§ **Text provided**:
-- Start --

State v. Wigle
State v. Wigle
Opinion
[Cite as State v. Wigle,
2011-Ohio-6239.]
STATE OF OHIO ) IN THE COURT OF APPEALS )ss: NINTH JUDICIAL DISTRICT COUNTY OF SUMMIT )
STATE OF OHIO C.A. No. 25593
Appellee
v. APPEAL FROM JUDGMENT ENTERED IN THE DAVID C. WIGLE AKRON MUNICIPAL COURT COUNTY OF SUMMIT, OHIO Appellant CASE No. 10-CRB-4268
DECISION AND JOURNAL ENTRY
Dated: December 7, 2011
MOORE, Judge.
{¶1} Appellant, David Wigle, appeals the judgment of the Akron Municipal Court.
This Court affirms.
I.
{¶2} On April 25, 2010, appellant, David Wigle, called police because his neighbor,
Nancy Pashley, allegedly trespassed on his property and threatened his sons. Officers arrived at
Wigle’s home and were allowed into the home by Wigle’s wife, Nancy. They proceeded to the
backyard to discuss the allegations with Wigle. After hearing his complaint, the officers went
next door to investigate. Wigle returned inside his home, made popcorn, and sat down to watch
a movie. 2
{¶3} After questioning Pashley, the officers learned that she had a protection order
against Wigle from the Summit County Court of Common Pleas. She played a video from her
home security camera for the officers. The video was from the previous day and showed Wigle
removing “ornamental grass” from her property. The officers spoke with their supervisor and
were advised that a violation of a protection order should result in an arrest.
{¶4} The officers returned to Wigle’s home and were admitted by his wife. They
advised Wigle of the video demonstrating that he had violated the protection order, and told him
that he was under arrest for the violation. Wigle became argumentative and told the officers that
he was not going to jail. He became loud, angry, made fists and took a fighting stance toward
the officers. The officers drew their tasers and, when it had no effect, Wigle challenged them to
tase him again. The officers also used pepper spray to gain compliance. The pepper spray
brought Wigle to the floor with his hands underneath him. His behavior was described by the
officers as violent, turbulent and alarming. Wigle’s son, Michael Wigle, used a cell phone to
record video footage of portions of the officers’ efforts to arrest Wigle.
{¶5} On April 25, 2010, Wigle was charged with violating a protection order in
violation of R.C. 2919.27, disorderly conduct in violation of Akron City Code 132.01(A), and
resisting arrest in violation of R.C. 2921.33. He entered a plea of not guilty on April 29, 2010.
On May 31, 2010, Wigle filed a motion for a bill of particulars, which was denied on July 20,
2010. He also filed a motion to suppress defendant’s statements on June 3, 2010, which was
denied on June 25, 2010. He filed a motion for severance on July 9, 2010, and the trial court
denied the motion on July 13, 2010.
{¶6} Wigle also filed a motion to dismiss the protection order violation as
unconstitutionally applied, and a motion to suppress the video taken by the victim neighbor, and 3
multiple motions for discovery. The trial court overruled the motion to dismiss and the motion
to suppress. The State contends it provided Wigle open file discovery.

-- End --

§ **To be done**:
a) For each statement below, say yes or no on whether it agrees with the State v. Wigle opinion, and quote the exact words of the opinion that decide it.
(i) The officers learned of the protection order from Wigle's wife.
(ii) The neighbor's security video, recorded the day before, showed Wigle removing ornamental grass from her property.
(iii) The trial court granted Wigle's motion for severance.
b) Write what comes next in the State v. Wigle opinion, starting after its final sentence.

§ **Given material**:
-- Start --

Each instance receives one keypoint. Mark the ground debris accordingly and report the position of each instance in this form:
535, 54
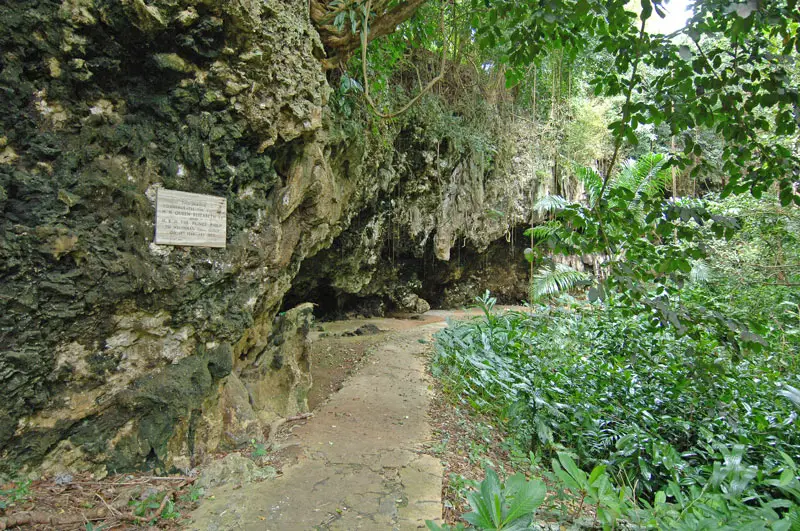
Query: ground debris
113, 502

-- End --

§ **Set of answers**:
a)
(i) No: "After questioning Pashley, the officers learned that she had a protection order against Wigle from the Summit County Court of Common Pleas."
(ii) Yes: "The video was from the previous day and showed Wigle removing “ornamental grass” from her property."
(iii) No: "He filed a motion for severance on July 9, 2010, and the trial court denied the motion on July 13, 2010."

b)
{¶7} A jury trial was conducted on July 22 and July 23, 2010. The jury returned a
verdict of guilty on the resisting arrest and disorderly conduct charges, and not guilty on the
charge of violating protection order. The trial court ordered a pre-sentence investigation and
mental evaluation of Wigle. On July 30, 2010, Wigle was sentenced to 90 days of incarceration
with 80 days suspended and ordered to undergo anger management treatment on the resisting
arrest conviction. On the disorderly conduct conviction, Wigle was sentenced to 30 days of
incarceration with 20 days suspended. The sentences were ordered to be served concurrently.
{¶8} Wigle timely filed a notice of appeal. He raises four assignments of error for our
review.
II.
ASSIGNMENT OF ERROR I
“THE TRIAL COURT ERRED IN FAILING TO SUSTAIN [WIGLE’S] OBJECTIONS AND INSTRUCT THE JURY REGARDING IMPROPER WORDS BY THE PROSECUTOR IN CLOSING.”
{¶9} In his first assignment of error, Wigle argues that the trial court erred in failing to
sustain his objections and properly instruct the jury regarding improper words used by the
prosecutor in his closing arguments. We do not agree.
{¶10} “Generally during closing argument, the prosecution is entitled to a certain
amount of latitude. The test regarding prosecutorial misconduct in closing arguments is whether
the remarks were improper, and, if so, whether they prejudicially affected substantial rights of
the defendant.” (Internal citations and quotations omitted). State v. Jones, 9th Dist. No. 24776,
2010-Ohio-351, at ¶19, quoting State v. Smith (1984),
14 Ohio St.3d 13, 14. The appellant must 4
demonstrate that there is “a reasonable probability that but for the prosecutor’s misconduct, the
result of the proceeding would have been different.” State v. Overholt, 9th Dist. No. 02CA0108-
M,
2003-Ohio-3500, at ¶47. In addition, “[c]omments made in closing argument are not viewed
in isolation, rather the closing argument is reviewed in its entirety to determine whether remarks
by the prosecutor were prejudicial.” State v. Henry, 9th Dist. No. 02CA008170, 2003-Ohio-
3151, at ¶28, quoting State v. Smith (Jan. 17, 2001), 9th Dist. No. 99CA007451, at *1.
{¶11} During closing arguments, Wigle objected to the prosecutor’s comments
concerning the officers’ entry into the home and its effect on the charge of resisting arrest. R.C.
2921.33(A) states: “No person, recklessly or by force, shall resist or interfere with a lawful arrest
of the person or another.” A lawful arrest is an element of the crime of resisting arrest. R.C.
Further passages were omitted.